*** LESETEXT ***
Begonnen hatte es mit einem genialen Diebstahl. In Österreichs Zeitungen erschienen tagelang Großanzeigen mit dem staatsmännischen Text: "Politik braucht ein Gewissen!" Nur dieser gravitätische Satz, kein Hinweis auf den Urheber oder darauf, wer sich nun eigentlich zum Gewissen der Nation berufen fühle.

Einer wird gewinnen: Außenministerin Ferrero-Waldner und Heinz Fischer von der SPÖ. (Foto: Foto: AP)

Dann die Auflösung: "Politik braucht ein Gewissen - Benita Ferrero-Waldner." Das ist die Kandidatin der Österreichischen Volkspartei (ÖVP) für das Amt des Staatsoberhauptes, das die Österreicher am kommenden Sonntag in direkter Wahl neu bestimmen.
***
## ARBEITSAUFTRAG
Schreiben Sie aus dem Lesetext oben den Abschnitt von „Begonnen hatte es“ bis einschließlich „direkter Wahl neu bestimmen.“ wortgetreu ab.
*** GEZEIGTE ZEILEN ***
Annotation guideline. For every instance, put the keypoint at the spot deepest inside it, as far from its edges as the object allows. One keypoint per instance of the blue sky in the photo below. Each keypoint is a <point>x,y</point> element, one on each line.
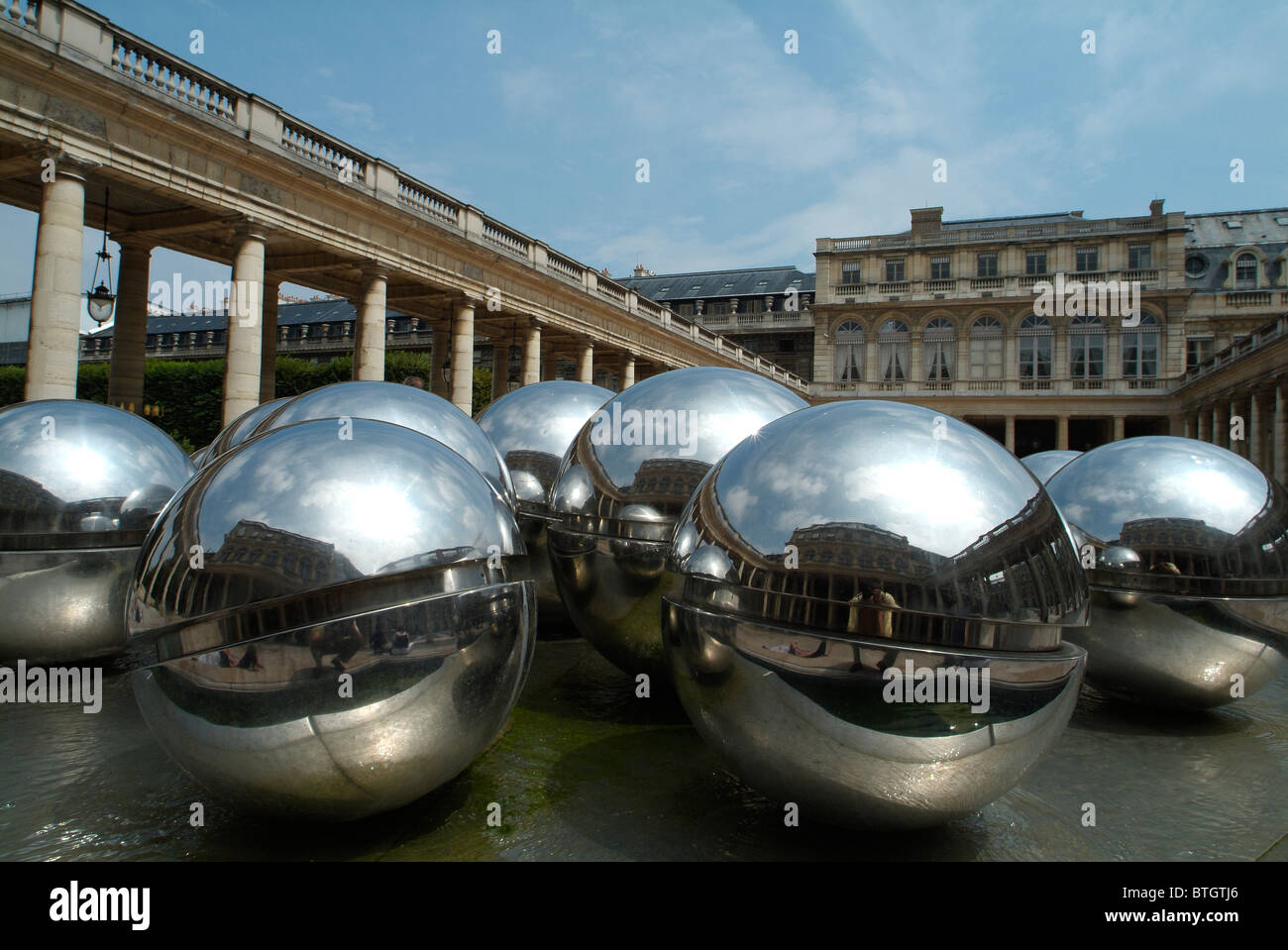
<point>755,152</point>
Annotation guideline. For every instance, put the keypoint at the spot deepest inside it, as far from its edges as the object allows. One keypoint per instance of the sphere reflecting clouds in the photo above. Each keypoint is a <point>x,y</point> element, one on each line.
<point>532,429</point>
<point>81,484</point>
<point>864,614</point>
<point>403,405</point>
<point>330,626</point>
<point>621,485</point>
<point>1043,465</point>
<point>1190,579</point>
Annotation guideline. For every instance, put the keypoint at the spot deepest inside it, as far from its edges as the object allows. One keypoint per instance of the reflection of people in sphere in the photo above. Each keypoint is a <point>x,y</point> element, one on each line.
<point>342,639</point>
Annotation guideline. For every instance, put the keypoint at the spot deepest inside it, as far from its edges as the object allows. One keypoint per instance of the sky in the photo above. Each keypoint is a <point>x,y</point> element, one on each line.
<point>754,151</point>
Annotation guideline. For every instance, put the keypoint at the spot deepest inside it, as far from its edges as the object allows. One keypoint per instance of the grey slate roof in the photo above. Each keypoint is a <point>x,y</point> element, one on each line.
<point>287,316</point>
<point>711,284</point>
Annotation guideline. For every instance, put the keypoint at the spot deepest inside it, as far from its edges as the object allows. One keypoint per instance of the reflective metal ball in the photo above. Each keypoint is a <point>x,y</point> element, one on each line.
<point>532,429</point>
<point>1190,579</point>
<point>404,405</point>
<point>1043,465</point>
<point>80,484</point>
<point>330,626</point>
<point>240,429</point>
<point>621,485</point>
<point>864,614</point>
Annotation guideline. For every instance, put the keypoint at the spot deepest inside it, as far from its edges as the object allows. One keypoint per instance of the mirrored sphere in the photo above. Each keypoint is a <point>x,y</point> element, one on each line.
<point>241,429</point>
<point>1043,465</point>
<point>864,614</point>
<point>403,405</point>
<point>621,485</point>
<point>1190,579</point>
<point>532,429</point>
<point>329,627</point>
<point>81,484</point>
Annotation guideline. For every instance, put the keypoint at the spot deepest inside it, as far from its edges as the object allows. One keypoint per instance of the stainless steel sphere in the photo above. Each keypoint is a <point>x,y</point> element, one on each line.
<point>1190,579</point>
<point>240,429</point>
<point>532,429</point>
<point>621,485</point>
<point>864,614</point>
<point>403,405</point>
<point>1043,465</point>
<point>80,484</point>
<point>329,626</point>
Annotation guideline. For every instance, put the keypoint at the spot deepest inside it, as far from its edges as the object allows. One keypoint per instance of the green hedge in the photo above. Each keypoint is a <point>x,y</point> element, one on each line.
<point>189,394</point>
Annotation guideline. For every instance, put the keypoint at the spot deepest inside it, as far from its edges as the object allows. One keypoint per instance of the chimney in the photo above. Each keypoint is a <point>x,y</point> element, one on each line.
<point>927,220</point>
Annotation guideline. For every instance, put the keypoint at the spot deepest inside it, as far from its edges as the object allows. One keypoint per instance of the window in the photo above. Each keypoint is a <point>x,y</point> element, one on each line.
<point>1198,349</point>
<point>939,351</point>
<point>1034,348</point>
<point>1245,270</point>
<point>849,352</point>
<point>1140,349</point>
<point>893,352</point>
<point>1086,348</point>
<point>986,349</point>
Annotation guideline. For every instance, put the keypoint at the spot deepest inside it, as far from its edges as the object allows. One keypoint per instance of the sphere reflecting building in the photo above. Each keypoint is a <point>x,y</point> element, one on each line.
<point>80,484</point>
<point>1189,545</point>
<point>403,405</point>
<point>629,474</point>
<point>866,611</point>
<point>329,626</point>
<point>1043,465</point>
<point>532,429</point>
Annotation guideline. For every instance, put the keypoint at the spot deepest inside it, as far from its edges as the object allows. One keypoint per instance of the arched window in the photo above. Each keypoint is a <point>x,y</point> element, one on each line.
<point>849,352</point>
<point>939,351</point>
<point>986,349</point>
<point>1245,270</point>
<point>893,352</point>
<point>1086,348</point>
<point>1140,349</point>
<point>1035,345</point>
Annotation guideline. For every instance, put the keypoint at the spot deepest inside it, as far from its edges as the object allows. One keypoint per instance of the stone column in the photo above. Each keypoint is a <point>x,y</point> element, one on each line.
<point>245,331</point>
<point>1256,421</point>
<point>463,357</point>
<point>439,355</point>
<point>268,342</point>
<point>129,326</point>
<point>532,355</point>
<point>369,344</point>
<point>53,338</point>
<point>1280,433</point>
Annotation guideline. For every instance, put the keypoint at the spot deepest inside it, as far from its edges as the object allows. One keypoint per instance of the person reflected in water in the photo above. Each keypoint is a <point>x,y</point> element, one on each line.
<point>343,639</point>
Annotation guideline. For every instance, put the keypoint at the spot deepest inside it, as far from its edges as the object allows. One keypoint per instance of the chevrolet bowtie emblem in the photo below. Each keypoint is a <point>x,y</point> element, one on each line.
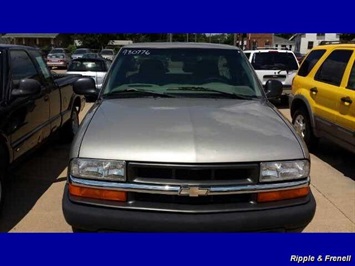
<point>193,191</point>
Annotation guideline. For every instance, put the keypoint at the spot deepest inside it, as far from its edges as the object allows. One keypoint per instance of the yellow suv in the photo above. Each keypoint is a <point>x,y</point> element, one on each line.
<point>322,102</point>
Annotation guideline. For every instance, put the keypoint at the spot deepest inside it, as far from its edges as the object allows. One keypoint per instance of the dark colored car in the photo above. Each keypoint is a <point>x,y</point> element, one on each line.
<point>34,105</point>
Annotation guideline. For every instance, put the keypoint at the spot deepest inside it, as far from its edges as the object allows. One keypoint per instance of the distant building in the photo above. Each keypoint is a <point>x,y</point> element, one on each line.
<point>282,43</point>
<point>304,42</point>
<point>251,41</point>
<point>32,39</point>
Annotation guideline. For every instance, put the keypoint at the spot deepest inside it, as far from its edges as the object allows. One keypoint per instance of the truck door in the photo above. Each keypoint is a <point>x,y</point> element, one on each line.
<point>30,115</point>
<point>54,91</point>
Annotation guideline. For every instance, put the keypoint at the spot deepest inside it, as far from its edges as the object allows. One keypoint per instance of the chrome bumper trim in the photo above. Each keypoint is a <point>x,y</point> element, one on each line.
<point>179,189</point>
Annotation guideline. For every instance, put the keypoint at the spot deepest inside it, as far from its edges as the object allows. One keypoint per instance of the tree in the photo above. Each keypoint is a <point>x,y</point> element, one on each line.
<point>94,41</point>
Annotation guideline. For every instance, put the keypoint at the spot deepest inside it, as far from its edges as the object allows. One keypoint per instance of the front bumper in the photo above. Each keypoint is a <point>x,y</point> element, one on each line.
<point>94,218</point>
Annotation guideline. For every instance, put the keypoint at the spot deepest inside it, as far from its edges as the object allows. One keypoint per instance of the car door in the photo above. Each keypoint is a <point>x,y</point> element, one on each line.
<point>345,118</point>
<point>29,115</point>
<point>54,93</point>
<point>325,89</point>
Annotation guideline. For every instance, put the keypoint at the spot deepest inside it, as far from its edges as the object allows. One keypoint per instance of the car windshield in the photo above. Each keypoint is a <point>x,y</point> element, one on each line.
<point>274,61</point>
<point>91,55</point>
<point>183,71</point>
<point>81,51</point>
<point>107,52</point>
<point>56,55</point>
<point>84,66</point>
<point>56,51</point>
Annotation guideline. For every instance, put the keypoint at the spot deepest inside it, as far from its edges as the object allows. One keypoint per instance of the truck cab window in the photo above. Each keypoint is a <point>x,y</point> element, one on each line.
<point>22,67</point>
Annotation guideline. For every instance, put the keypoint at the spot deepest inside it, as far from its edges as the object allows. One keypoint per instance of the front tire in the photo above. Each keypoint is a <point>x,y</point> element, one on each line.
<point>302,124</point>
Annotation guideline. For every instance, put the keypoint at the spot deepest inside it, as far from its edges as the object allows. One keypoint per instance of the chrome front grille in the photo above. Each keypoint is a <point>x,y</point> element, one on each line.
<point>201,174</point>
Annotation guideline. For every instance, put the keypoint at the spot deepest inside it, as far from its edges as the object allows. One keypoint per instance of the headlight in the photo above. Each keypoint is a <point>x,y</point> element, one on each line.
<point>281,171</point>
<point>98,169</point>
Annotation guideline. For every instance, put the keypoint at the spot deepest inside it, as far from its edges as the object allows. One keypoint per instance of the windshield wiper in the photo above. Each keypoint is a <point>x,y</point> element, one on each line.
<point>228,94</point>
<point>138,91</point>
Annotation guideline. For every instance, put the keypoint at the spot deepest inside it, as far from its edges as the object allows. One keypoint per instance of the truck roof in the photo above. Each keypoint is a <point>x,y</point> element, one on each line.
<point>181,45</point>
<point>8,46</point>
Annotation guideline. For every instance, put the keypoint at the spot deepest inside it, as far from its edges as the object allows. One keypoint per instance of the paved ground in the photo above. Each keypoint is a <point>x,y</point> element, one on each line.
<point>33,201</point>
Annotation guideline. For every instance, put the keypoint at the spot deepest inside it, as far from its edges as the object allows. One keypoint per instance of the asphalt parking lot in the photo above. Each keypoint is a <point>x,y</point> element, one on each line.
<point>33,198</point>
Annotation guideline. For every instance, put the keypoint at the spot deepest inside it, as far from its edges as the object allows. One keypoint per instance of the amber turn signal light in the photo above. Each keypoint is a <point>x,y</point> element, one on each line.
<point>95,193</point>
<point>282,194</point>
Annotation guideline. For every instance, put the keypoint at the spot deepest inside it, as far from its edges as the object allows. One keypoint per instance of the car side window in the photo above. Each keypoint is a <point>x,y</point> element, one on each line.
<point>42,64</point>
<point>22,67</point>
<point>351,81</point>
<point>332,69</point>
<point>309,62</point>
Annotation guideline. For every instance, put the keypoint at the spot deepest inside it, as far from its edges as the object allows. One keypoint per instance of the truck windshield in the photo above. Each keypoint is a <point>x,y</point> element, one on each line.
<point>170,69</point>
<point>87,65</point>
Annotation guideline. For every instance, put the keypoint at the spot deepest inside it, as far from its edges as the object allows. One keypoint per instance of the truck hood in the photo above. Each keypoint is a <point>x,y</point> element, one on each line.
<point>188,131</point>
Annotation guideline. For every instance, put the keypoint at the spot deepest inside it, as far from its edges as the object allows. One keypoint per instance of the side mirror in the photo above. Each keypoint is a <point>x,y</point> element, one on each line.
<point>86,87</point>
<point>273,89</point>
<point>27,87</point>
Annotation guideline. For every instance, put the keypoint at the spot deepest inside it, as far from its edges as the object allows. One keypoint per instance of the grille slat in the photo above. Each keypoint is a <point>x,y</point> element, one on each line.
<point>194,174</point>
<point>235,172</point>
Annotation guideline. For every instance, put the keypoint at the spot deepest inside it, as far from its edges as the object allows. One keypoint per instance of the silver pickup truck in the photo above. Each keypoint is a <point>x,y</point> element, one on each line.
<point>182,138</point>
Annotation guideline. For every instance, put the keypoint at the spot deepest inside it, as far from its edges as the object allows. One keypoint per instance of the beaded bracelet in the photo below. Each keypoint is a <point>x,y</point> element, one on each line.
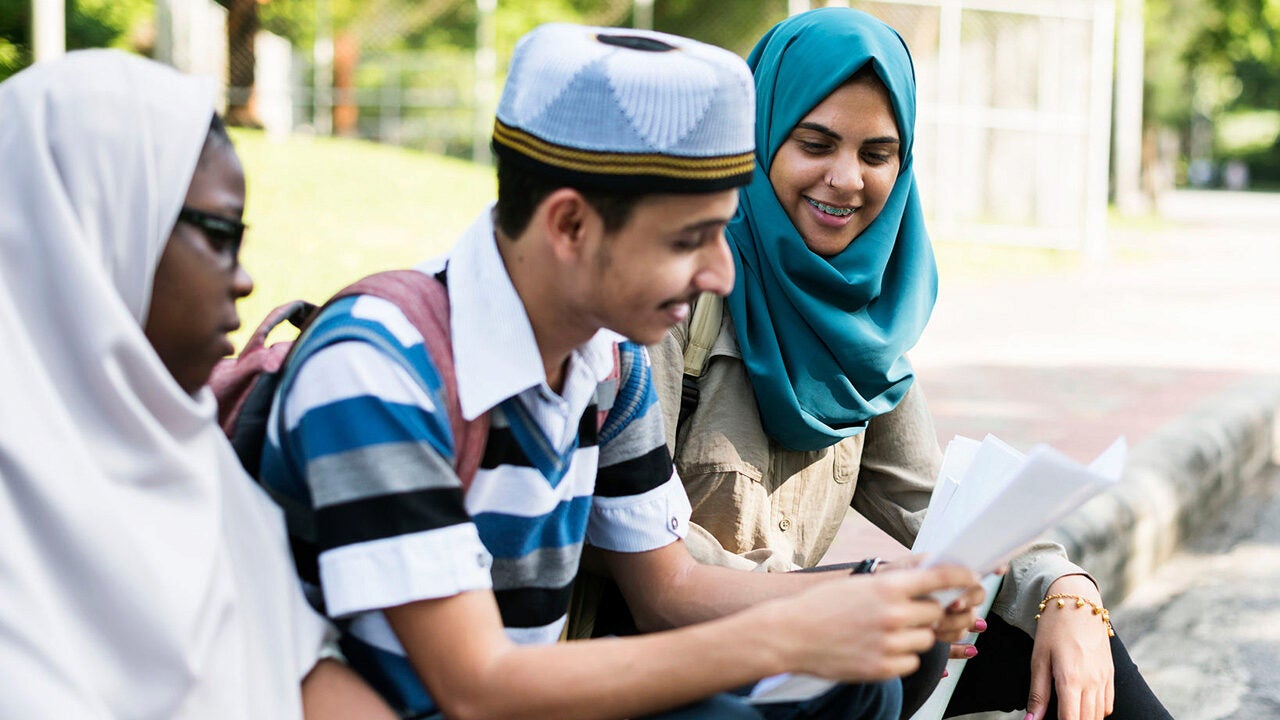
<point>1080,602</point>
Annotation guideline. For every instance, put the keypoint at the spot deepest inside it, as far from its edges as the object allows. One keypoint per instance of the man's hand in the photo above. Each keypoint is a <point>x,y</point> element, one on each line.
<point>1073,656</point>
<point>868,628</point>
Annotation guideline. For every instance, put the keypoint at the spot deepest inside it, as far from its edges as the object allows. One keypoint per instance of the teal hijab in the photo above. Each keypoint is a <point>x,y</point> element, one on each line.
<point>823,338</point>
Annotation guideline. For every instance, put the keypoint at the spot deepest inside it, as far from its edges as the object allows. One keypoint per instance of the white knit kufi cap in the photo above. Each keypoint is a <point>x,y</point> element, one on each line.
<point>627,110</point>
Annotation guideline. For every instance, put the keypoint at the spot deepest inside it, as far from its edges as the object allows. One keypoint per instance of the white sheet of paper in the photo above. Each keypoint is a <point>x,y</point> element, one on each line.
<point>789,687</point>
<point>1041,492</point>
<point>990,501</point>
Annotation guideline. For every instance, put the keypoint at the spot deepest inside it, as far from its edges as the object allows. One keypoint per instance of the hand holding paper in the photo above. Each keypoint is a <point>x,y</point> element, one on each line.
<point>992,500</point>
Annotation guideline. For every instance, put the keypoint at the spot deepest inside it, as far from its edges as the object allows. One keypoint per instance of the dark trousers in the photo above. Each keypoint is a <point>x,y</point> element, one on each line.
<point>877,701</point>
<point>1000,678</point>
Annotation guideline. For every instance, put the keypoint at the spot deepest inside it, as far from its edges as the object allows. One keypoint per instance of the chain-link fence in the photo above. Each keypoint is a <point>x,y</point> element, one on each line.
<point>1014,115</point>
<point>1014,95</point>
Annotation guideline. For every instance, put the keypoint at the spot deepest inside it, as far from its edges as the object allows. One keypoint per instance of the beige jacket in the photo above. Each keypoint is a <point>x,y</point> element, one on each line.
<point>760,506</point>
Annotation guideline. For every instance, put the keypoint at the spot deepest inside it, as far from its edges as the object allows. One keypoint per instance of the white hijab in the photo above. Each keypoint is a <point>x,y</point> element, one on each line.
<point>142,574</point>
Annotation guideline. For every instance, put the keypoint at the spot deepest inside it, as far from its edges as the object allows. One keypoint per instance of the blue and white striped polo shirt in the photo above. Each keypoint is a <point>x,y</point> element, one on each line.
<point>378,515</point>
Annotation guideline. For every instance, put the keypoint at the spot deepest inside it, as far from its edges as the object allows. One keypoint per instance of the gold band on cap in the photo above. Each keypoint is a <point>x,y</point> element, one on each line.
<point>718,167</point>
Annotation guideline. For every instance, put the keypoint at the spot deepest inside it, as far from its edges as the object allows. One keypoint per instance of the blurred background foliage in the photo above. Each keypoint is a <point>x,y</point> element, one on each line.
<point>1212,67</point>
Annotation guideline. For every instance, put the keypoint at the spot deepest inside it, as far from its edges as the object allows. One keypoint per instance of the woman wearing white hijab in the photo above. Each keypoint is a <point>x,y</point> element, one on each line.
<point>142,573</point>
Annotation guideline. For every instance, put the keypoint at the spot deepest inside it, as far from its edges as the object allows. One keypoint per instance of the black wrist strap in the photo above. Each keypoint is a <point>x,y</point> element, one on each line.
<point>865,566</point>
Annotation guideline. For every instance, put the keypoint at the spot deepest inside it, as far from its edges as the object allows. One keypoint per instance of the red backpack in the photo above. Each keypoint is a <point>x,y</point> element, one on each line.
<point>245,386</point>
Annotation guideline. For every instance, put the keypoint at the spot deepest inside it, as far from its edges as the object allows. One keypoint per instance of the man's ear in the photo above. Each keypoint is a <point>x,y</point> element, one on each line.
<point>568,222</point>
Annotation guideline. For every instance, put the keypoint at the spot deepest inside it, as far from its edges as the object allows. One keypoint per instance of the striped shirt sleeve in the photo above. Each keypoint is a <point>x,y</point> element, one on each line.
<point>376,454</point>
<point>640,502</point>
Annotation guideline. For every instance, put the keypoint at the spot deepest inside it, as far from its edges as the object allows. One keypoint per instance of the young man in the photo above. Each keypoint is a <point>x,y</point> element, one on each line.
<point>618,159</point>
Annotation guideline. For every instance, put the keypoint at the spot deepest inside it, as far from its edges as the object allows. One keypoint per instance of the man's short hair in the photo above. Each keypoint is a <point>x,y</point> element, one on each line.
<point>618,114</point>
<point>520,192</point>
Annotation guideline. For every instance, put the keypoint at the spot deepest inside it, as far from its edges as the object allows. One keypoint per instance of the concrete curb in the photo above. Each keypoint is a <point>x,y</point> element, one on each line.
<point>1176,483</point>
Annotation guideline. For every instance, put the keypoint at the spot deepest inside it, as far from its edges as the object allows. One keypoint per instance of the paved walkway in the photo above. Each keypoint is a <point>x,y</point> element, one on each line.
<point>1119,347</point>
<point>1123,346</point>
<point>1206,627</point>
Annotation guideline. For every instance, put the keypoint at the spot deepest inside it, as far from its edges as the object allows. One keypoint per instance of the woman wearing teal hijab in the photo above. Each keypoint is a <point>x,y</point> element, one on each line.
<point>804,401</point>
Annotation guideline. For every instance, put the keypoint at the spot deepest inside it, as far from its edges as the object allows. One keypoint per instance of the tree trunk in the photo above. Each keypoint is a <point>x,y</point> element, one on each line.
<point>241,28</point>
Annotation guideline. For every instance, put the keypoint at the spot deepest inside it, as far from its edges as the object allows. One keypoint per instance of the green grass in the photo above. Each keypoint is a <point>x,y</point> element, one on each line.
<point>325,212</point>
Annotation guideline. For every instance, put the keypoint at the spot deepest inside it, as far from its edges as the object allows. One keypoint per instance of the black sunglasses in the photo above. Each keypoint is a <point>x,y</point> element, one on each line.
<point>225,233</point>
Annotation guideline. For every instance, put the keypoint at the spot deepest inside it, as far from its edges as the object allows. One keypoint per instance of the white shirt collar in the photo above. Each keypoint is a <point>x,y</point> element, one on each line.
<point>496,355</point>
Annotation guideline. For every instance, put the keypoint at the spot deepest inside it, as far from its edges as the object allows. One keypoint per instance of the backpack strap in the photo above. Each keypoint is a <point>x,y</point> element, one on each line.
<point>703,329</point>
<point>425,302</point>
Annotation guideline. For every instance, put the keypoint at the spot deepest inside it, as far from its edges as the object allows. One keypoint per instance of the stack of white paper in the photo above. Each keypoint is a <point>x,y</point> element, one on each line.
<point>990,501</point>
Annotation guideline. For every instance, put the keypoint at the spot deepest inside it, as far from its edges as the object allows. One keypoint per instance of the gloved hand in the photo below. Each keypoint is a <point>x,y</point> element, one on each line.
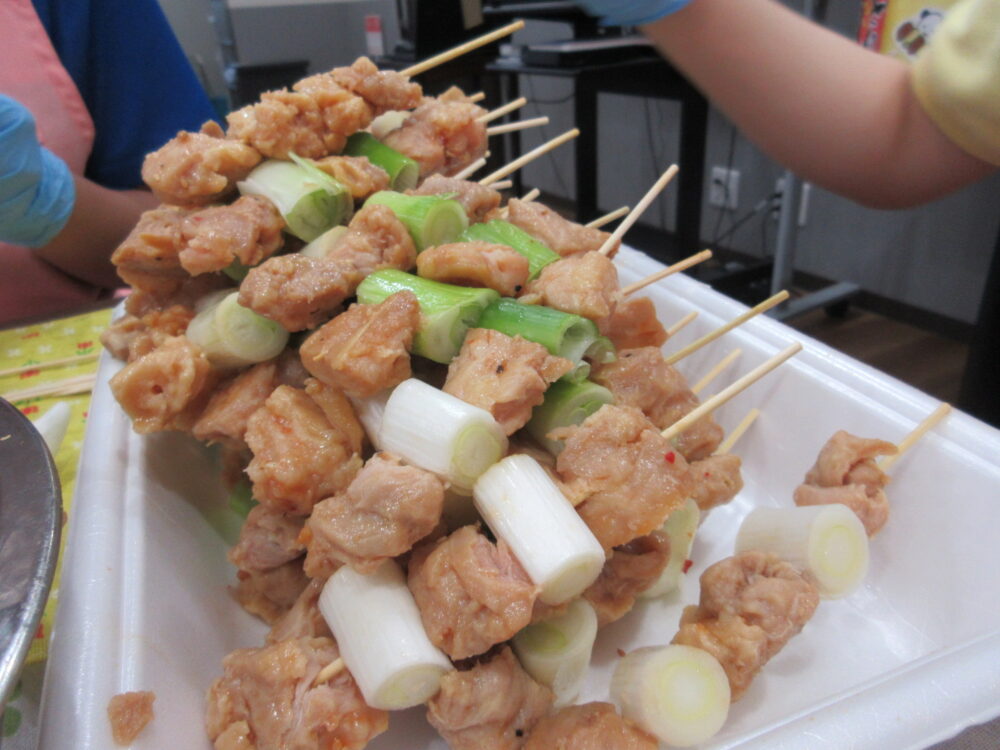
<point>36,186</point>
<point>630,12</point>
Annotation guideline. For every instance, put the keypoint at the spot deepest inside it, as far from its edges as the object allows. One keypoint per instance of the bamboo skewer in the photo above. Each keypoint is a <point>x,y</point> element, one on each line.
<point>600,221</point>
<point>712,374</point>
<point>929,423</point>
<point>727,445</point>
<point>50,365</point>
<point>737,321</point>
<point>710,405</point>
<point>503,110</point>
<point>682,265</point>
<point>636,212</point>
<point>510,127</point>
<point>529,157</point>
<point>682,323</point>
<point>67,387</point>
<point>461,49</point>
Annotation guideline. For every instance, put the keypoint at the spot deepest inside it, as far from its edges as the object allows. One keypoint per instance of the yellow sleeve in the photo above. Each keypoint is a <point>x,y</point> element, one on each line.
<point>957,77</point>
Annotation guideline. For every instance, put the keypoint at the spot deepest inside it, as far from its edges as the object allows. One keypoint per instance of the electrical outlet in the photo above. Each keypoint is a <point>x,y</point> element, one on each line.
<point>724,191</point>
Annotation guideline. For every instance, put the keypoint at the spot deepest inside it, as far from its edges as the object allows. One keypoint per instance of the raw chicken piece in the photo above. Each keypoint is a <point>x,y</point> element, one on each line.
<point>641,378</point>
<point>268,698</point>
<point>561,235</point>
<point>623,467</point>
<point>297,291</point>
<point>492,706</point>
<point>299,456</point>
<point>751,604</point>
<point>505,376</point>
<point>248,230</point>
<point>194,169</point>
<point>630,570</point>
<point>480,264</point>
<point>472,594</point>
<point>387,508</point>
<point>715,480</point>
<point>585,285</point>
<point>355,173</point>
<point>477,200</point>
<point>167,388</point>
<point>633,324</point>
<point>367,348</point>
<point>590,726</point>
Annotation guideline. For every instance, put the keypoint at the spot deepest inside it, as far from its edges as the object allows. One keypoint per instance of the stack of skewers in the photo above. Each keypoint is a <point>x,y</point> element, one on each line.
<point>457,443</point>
***
## MUSTERLÖSUNG
Begonnen hatte es mit einem genialen Diebstahl. In Österreichs Zeitungen erschienen tagelang Großanzeigen mit dem staatsmännischen Text: "Politik braucht ein Gewissen!" Nur dieser gravitätische Satz, kein Hinweis auf den Urheber oder darauf, wer sich nun eigentlich zum Gewissen der Nation berufen fühle.

Einer wird gewinnen: Außenministerin Ferrero-Waldner und Heinz Fischer von der SPÖ. (Foto: Foto: AP)

Dann die Auflösung: "Politik braucht ein Gewissen - Benita Ferrero-Waldner." Das ist die Kandidatin der Österreichischen Volkspartei (ÖVP) für das Amt des Staatsoberhauptes, das die Österreicher am kommenden Sonntag in direkter Wahl neu bestimmen.